* _Provided passage_:

● ● ●

For some very strange reason, when some people hear “(Life) coach”, they automatically get on the defensive, thinking that it is beneath them to call upon someone to help them live a better life. After all, they have no issues that they need to face! And they certainly don’t need anybody to tell them how to lead their life! If you really know about coaching, you must be cringing at the sight of these misconceptions but hey, thankfully there’s always a nice little article to put things right.
Even better, you can know all the essentials about coaching from my free download ‘Your GDL Coaching Guide’ (see link at bottom). 😉
However, in this post, I will emphasise the fact that coaching actually is actively sought by those who are already flying high and want to reach higher. Let’s take executives for example.
“Executive coaches are not for the meek. They’re for people who value unambiguous feedback. All coaches have one thing in common; it’s that they are ruthlessly results-oriented.” -FAST COMPANY Magazine
We are beings of expansion and love to stretch ourselves. It does take a certain understanding of the need to look outside the box to do bigger things; as bigger things require bigger ways and bigger people. To grow healthily, we need balance in our well-being too.
No need to reinvent the wheel when something has already been done effectively. Plus, I like sharing value so here is a good rundown by a top coach I know, Gerard O’Donovan of the reasons why executives choose coaching (you’re welcome :-))
1. The desire for personal growth: To rise to the top, personal growth is essential. A Business coach can help by accelerating the executive’s natural learning curve in a way that cannot be achieved alone.
2. An understanding of work-life balance: Executives are people. They have lives, families and challenges outside the office. Savvy executives seek coaching to align these goals and custom-design a “system” that achieves success in all areas so that personal and professional growth is assured.
3. Learning from mistakes: Mistakes are an excellent way to learn. To paraphrase Albert Einstein, mistakes are actually tiny successes, because they teach us what does not work, which helps us to get closer to our goals. A coach helps you overcome negative and destructive emotions through the use of constructive feedback.
4. Becoming more self-aware: Self-awareness is a high priority for executives. A coach uses a variety of processes to teach this master skill to executive clients.
5. Developing keener self-reflection: Top executives know self-reflection, or examining the past and the present to positively impact the future, is a conscious process. The trained coach encourages daily self-reflection to achieve peak performance.
6. Defining appropriate developmental goals: Forward-thinking executives seek out learning objectives that enhance enjoyment of life and the achievement of success. The best coaches work closely with the executive to blend personal and professional agendas with the goal of advancing self-fulfilment and leadership abilities.
7. Leveraging strengths and minimizing weaknesses: Each executive is an individual, with individual talents, skills and flaws. Learning how to leverage these gifts is often elusive to the busy executive. The coach teaches how to bring your strengths and assets to bear on daily priorities, organizationally and personally. When your assets align with these goals, the impact is measurable.
8. Personal/Professional Balance: Embracing a holistic outlook for success is crucial to peak performance. A coach teaches how to achieve a synergistic balance in life and work, to avoid stress-related illness, burnout and inferior performance.
9. Grace under pressure: The life of a top executive is demanding. A wide variety of interpersonal skills are needed, and executives who grasp these skills the best will rise to the top. The coach helps the executive learn how to quickly change direction, to think on his or her feet, to stay in a min-zone that is nimble and quick, and to confidently make decisions under pressure without continual second guessing.

● ● ●

* _Aim A_: Output, verbatim, the lines of the records from the line holding "In this picture, where can the green vegetation" through the final line of the records, both included.

● ● ●

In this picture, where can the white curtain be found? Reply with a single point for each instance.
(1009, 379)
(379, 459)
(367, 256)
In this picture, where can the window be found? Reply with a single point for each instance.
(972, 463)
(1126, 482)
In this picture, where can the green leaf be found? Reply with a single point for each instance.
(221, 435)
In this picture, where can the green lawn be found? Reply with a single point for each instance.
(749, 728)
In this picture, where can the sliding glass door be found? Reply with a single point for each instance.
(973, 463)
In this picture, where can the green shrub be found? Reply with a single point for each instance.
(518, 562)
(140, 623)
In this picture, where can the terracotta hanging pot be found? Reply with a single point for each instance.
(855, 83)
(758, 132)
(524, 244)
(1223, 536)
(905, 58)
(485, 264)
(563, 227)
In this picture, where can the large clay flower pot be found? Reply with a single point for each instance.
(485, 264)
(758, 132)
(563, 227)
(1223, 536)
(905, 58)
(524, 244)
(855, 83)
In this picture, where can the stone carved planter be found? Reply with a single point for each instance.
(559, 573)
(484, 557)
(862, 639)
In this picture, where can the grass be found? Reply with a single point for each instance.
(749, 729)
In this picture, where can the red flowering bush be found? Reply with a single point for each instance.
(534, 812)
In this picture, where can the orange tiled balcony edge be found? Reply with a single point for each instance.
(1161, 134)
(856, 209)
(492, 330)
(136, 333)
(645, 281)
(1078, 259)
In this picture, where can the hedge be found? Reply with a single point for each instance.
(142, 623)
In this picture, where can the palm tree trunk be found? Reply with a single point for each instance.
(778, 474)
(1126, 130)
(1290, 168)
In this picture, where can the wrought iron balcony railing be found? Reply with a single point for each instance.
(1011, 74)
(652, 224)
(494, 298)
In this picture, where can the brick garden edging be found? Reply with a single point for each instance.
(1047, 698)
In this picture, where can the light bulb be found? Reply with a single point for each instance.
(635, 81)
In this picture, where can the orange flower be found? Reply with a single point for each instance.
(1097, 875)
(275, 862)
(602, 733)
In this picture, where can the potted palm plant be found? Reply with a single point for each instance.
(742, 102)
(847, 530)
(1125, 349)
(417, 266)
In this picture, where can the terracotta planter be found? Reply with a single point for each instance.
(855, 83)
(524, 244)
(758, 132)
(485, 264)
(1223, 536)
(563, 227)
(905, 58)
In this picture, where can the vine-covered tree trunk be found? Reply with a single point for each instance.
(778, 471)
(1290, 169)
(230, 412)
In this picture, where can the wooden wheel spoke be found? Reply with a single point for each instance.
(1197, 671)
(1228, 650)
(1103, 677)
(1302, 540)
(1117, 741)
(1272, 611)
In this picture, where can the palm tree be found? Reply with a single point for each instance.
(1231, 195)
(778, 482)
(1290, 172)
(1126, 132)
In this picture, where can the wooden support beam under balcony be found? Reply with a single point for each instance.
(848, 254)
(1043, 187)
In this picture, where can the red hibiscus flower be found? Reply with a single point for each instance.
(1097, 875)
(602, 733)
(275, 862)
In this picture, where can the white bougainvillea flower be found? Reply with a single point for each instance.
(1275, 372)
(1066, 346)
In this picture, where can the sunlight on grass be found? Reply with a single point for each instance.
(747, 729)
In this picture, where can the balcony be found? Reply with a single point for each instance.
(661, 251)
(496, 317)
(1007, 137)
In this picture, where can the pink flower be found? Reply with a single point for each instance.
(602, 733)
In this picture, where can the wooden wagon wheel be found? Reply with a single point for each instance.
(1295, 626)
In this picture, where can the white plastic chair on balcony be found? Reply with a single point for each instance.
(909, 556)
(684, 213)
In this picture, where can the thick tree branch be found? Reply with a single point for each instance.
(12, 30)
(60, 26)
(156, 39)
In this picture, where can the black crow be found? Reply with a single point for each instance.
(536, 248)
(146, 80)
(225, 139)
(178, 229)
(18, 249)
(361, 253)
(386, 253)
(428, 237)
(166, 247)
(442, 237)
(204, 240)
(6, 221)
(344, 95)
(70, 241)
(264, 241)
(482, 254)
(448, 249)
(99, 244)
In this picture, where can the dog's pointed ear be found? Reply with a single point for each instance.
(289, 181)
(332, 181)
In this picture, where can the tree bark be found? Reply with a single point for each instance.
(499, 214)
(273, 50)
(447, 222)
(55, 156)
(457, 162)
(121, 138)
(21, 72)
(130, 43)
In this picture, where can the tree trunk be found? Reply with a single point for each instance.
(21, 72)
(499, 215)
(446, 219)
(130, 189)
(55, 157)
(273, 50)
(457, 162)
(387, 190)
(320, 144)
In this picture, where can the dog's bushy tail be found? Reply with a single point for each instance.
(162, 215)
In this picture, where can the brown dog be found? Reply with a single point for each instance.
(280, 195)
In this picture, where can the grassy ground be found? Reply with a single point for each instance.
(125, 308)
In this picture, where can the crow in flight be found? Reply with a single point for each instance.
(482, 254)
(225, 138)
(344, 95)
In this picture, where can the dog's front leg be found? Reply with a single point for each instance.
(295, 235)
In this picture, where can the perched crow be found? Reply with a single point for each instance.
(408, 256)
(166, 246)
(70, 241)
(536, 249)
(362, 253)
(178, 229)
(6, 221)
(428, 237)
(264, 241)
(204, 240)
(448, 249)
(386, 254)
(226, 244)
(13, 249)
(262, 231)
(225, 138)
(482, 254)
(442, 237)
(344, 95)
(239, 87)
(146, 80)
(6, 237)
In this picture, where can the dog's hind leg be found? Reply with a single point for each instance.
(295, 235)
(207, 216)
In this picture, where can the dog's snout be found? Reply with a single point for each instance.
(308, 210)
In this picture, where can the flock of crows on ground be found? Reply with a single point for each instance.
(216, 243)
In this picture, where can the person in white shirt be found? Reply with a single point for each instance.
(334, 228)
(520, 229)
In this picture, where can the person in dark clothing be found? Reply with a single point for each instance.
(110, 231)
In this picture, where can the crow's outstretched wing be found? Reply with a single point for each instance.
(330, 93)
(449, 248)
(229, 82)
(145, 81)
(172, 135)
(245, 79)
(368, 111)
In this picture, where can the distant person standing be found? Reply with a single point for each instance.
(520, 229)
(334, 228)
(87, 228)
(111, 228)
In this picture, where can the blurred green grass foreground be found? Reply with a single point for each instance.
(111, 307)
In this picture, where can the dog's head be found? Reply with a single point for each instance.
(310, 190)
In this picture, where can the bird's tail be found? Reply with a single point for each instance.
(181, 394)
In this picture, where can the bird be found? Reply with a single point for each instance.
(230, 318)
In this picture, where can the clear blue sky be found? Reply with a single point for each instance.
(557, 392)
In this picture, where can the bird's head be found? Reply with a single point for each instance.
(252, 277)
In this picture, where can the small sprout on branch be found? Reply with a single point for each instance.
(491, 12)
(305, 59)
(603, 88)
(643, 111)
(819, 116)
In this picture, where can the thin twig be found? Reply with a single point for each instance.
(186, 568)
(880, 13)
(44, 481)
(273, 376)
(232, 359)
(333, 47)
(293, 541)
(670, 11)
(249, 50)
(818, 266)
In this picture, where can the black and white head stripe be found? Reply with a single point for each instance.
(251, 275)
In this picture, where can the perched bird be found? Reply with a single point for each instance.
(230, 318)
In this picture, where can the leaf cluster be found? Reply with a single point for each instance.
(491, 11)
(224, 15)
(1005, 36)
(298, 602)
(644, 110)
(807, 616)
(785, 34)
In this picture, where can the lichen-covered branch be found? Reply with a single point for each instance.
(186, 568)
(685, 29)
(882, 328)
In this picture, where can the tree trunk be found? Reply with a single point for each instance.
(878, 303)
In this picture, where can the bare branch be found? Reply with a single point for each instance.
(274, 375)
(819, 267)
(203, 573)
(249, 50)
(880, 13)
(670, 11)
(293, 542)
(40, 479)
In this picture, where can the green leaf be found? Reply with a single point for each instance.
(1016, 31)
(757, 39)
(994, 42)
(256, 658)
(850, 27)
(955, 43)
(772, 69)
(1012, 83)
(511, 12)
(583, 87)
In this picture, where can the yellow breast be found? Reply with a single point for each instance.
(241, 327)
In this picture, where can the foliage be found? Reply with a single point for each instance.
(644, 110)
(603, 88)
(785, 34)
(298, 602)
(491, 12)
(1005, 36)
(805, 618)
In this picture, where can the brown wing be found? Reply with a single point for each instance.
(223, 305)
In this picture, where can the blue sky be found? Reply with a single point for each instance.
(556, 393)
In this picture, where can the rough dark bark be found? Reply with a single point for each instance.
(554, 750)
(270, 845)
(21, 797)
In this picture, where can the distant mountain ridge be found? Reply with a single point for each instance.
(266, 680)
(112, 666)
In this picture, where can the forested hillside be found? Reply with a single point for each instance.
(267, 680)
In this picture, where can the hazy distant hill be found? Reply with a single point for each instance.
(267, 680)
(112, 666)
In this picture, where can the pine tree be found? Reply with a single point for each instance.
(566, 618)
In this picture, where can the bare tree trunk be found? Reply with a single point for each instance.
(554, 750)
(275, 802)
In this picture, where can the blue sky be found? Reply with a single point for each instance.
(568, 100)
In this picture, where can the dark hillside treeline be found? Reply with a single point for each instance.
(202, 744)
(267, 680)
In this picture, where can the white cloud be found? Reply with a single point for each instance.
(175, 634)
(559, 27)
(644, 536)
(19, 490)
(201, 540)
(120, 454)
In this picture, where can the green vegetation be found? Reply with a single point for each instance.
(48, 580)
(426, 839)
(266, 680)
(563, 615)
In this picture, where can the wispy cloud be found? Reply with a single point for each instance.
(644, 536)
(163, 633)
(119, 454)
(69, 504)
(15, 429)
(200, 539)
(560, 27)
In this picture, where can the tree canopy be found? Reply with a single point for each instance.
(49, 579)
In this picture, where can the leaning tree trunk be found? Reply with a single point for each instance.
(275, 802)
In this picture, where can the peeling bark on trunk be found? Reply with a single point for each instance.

● ● ●

* _Aim B_: From the executive coaching article, give the passage between "8. Personal/Professional Balance: Embracing" and "and inferior performance.", inclusive, with "burnout" swapped for "exhaustion".

* _Exercise result A_:
In this picture, where can the green vegetation be found? Reply with a single point for each instance.
(48, 580)
(426, 839)
(266, 680)
(563, 615)
In this picture, where can the wispy cloud be found? Reply with a single point for each instance.
(644, 536)
(163, 633)
(119, 454)
(69, 504)
(15, 429)
(200, 539)
(560, 27)
In this picture, where can the tree canopy be found? Reply with a single point for each instance.
(49, 579)
In this picture, where can the leaning tree trunk be found? Reply with a single point for each instance.
(275, 802)
In this picture, where can the peeling bark on trunk be found? Reply with a single point for each instance.

* _Exercise result B_:
8. Personal/Professional Balance: Embracing a holistic outlook for success is crucial to peak performance. A coach teaches how to achieve a synergistic balance in life and work, to avoid stress-related illness, exhaustion and inferior performance.